* _Gestellte Aufgabe_
Wiederhole das folgende Material vollständig und ohne jede Änderung.

* _Angezeigte Daten_
------------------------------------
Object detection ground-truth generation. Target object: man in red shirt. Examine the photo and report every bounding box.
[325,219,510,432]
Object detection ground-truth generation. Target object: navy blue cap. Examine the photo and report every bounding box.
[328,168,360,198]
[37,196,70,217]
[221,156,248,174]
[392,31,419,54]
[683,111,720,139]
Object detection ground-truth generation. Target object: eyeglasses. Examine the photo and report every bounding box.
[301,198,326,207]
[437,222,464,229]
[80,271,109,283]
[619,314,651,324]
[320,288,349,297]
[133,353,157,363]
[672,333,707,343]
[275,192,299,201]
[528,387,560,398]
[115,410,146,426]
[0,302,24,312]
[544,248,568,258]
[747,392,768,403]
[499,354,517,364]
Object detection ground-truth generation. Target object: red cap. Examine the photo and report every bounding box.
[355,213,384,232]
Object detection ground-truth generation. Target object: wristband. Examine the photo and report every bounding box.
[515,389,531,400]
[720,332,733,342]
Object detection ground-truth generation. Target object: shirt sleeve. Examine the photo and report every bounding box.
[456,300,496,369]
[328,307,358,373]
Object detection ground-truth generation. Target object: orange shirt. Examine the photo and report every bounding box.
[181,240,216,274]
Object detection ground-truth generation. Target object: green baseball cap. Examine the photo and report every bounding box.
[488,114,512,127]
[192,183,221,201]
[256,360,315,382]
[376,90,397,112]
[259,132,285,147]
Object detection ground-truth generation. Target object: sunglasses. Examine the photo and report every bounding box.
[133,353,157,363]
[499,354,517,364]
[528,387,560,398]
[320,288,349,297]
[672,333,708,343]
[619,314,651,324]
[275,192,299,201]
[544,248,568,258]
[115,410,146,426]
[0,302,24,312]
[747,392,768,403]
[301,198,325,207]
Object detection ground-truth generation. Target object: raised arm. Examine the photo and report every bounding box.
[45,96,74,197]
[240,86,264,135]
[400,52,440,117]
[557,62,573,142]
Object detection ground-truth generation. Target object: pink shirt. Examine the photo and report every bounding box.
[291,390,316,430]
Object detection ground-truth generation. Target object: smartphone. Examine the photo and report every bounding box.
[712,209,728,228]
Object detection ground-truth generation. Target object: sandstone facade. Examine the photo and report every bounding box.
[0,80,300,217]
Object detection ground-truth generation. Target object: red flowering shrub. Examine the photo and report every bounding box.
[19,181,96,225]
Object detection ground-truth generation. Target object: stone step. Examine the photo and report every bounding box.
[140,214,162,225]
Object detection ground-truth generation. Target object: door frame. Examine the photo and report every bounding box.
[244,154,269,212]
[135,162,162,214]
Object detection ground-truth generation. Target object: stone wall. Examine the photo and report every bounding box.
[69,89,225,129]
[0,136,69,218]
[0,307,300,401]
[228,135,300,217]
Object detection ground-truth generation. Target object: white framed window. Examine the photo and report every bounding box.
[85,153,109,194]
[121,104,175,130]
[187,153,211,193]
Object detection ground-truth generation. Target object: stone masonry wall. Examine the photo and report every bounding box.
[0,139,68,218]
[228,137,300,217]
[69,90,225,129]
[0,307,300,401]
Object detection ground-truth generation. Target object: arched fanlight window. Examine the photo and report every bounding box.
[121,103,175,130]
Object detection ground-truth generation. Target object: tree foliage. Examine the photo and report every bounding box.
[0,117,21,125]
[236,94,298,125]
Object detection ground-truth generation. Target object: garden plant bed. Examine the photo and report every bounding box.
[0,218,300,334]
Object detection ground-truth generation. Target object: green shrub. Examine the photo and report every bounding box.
------------------------------------
* _Gelöste Aufgabe_
Object detection ground-truth generation. Target object: man in red shirt. Examine the photo and report every bounding box.
[325,219,510,432]
Object detection ground-truth generation. Target object: navy blue cap. Examine the photo and report every bounding box.
[328,168,360,198]
[37,196,70,217]
[221,156,248,174]
[392,31,419,54]
[683,111,720,139]
Object detection ground-truth generation. Target object: eyeglasses. Examine the photo and report every bounding box.
[301,198,326,207]
[437,222,464,229]
[80,271,109,283]
[619,314,651,324]
[320,288,349,297]
[133,353,157,363]
[672,333,707,343]
[275,192,299,201]
[528,387,560,398]
[115,410,146,426]
[0,302,24,312]
[544,248,568,258]
[747,392,768,403]
[499,354,517,364]
Object detection ground-truth generation. Target object: red cap. Examine the photo and report every bounding box.
[355,213,384,232]
Object detection ground-truth generation. Target object: wristband. Examine the photo and report every bounding box.
[515,389,531,400]
[720,332,733,342]
Object detection ground-truth generation. Target object: shirt sleeve. Examine the photo and report every bounding box.
[456,300,496,369]
[328,307,358,373]
Object detection ground-truth generation. Target object: orange shirt. Examine the photo and report every bounding box.
[181,240,216,274]
Object detection ground-truth generation. Target object: green baseball cap. Examine the photo and report every bounding box.
[488,114,512,127]
[192,183,221,201]
[256,360,315,382]
[376,90,397,112]
[259,132,285,147]
Object detection ground-truth generation. Target object: sunglasses. Examine the photo and report every bounding box.
[133,353,157,363]
[499,354,517,364]
[528,387,560,398]
[320,288,349,297]
[672,333,708,343]
[619,314,651,324]
[275,192,299,201]
[544,248,568,258]
[115,410,146,426]
[0,302,24,312]
[747,392,768,403]
[301,198,325,207]
Object detection ground-truth generation. Target object: raised arm. Examine the photo and report every bounding box.
[45,96,74,197]
[240,86,264,135]
[400,52,440,117]
[557,62,573,142]
Object detection ground-truth generation. Target object: pink shirt. Examine the photo and report every bounding box.
[291,390,316,430]
Object detection ground-truth generation. Target object: smartphone. Examine the photo and report every bounding box.
[712,209,728,228]
Object detection ground-truth generation. Target object: sandstone facade. Examine the photo and report every bounding box.
[0,80,300,217]
Object detection ground-truth generation. Target object: red flowering shrub. Examine the photo and report every bounding box.
[19,181,96,225]
Object detection ground-truth generation. Target object: stone step. Examine the photo and report every bounding box.
[140,214,162,225]
Object detection ground-truth generation. Target object: door frame. Examine the photo and report every bounding box.
[244,154,269,212]
[135,162,162,214]
Object detection ground-truth generation. Target object: stone wall. Examine the photo and report every bounding box.
[69,89,225,129]
[0,136,69,218]
[0,307,300,401]
[228,135,300,217]
Object detection ground-truth generation. Target object: white framed window. Examine the photo and report every bounding box.
[85,153,109,194]
[121,104,175,130]
[187,153,211,193]
Object detection ground-truth generation. Target object: stone masonry wall. Examine the photo and report every bounding box.
[0,139,68,218]
[228,137,300,217]
[69,90,225,129]
[0,307,300,401]
Object detection ground-truth generation. Target object: arched fanlight window. Examine the photo and report every bounding box.
[121,103,175,130]
Object detection ground-truth generation. Target object: tree foliage. Examine the photo and report every bounding box.
[0,117,21,125]
[236,94,298,125]
Object detection ground-truth generation. Target object: garden plant bed. Examine the photo and report every bounding box.
[0,218,300,334]
Object detection ground-truth generation. Target object: green shrub. Examine the photo and report every bounding box.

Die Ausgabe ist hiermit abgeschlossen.